Release Date: 30/10/2017 12:00
Code(s): ANS     PDF:  
Wrap Text
Acquisition of LAWtrust

Ansys Limited
(Incorporated in the Republic of South Africa)
(Registration number 1987/001222/06)
JSE Share Code: ANS ISIN: ZAE000097028
(“Ansys” or “the Company”)


Acquisition of LAWtrust


1. INTRODUCTION

Ansys is pleased to advise its shareholders that on 27 October 2017, it entered into a letter of intent (the “LOI”)
with the shareholders (the “Sellers”) of Law Trusted Third Party Services (Pty) Ltd (“LAWtrust”) to acquire 100%
of the issued share capital and outstanding shareholder claims, if any, of LAWtrust (“the Transaction”).

The effective date of the Transaction shall be the date on which all the conditions precedent in the definitive sale
agreement are met or waived (“Effective Date”).

The Sellers are The Brett Gage Family Trust, CF Maherry, Corocap Investments Limited, The Gordon Family
Trust, The Law Data Trust, Law Holdings Proprietary Limited, M Maherry, The Perry Naidoo Family Trust, The
Sirius Trust and The Vintage Investments.


2. NATURE OF THE BUSINESS OF LAWtrust

LAWtrust is an information technology developer and provider of cyber / information security solutions. Its
solutions include:

- Authentication - Products and services used to verify the authenticity of digital identities and counterparty
   systems in transactions ;
- Encryption – of data sent and received over secure online environments with Secure Socket Layer (“SSL”)
   certificates, as well as the encryption of information sent via email;
- Digital signatures – to enable the sending and receiving of sensitive documents; and
- Biometrics - Solutions that utilise a variety of technologies for identity management. These include fingerprint
   and facial recognition technologies;

LAWtrust was founded by Christi and Maeson Maherry (“Founders”) and began operations in 2006. Today it
provides services to over 500 clients in the private and public sectors and is considered to be one of the leading /
cyber / information security companies in South Africa, providing for a range of requirements within the sector.

-----

Task directions:
Please repeat the LAWtrust acquisition announcement from "LAWtrust was founded" to "within the sector.", swapping "clients" for "customers".

Provided data:

-----

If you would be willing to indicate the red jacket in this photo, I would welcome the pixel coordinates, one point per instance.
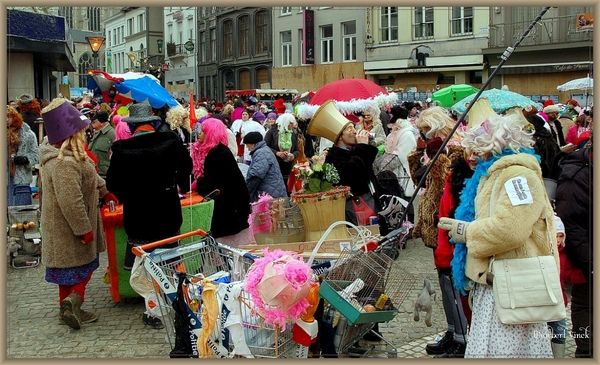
(442, 255)
(568, 272)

-----

Final result:
LAWtrust was founded by Christi and Maeson Maherry (“Founders”) and began operations in 2006. Today it
provides services to over 500 customers in the private and public sectors and is considered to be one of the leading /
cyber / information security companies in South Africa, providing for a range of requirements within the sector.